== TREŚĆ ZADANIA ==
Proszę przepisać wszystkie poniższe wpisy dokładnie, znak po znaku.

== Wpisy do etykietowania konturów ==
################

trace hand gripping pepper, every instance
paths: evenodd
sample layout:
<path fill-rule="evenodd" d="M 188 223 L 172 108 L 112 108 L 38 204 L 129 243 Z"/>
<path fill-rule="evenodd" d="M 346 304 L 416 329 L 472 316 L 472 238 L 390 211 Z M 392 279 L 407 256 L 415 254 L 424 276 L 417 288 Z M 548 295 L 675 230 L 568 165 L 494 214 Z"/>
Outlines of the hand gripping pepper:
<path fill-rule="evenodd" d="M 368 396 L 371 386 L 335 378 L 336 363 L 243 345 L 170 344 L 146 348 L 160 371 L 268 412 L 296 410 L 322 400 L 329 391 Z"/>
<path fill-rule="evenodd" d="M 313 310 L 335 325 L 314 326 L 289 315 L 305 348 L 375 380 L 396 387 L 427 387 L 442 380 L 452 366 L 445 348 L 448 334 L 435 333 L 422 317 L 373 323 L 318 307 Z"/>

################

== WYNIK ZADANIA ==
trace hand gripping pepper, every instance
paths: evenodd
sample layout:
<path fill-rule="evenodd" d="M 188 223 L 172 108 L 112 108 L 38 204 L 129 243 Z"/>
<path fill-rule="evenodd" d="M 346 304 L 416 329 L 472 316 L 472 238 L 390 211 Z M 392 279 L 407 256 L 415 254 L 424 276 L 417 288 Z M 548 295 L 675 230 L 568 165 L 494 214 Z"/>
Outlines of the hand gripping pepper:
<path fill-rule="evenodd" d="M 368 396 L 371 386 L 335 378 L 336 363 L 243 345 L 170 344 L 146 348 L 160 371 L 268 412 L 296 410 L 322 400 L 329 391 Z"/>
<path fill-rule="evenodd" d="M 313 310 L 335 325 L 314 326 L 289 315 L 305 348 L 375 380 L 396 387 L 427 387 L 442 380 L 452 366 L 445 348 L 448 334 L 435 333 L 422 317 L 373 323 L 318 307 Z"/>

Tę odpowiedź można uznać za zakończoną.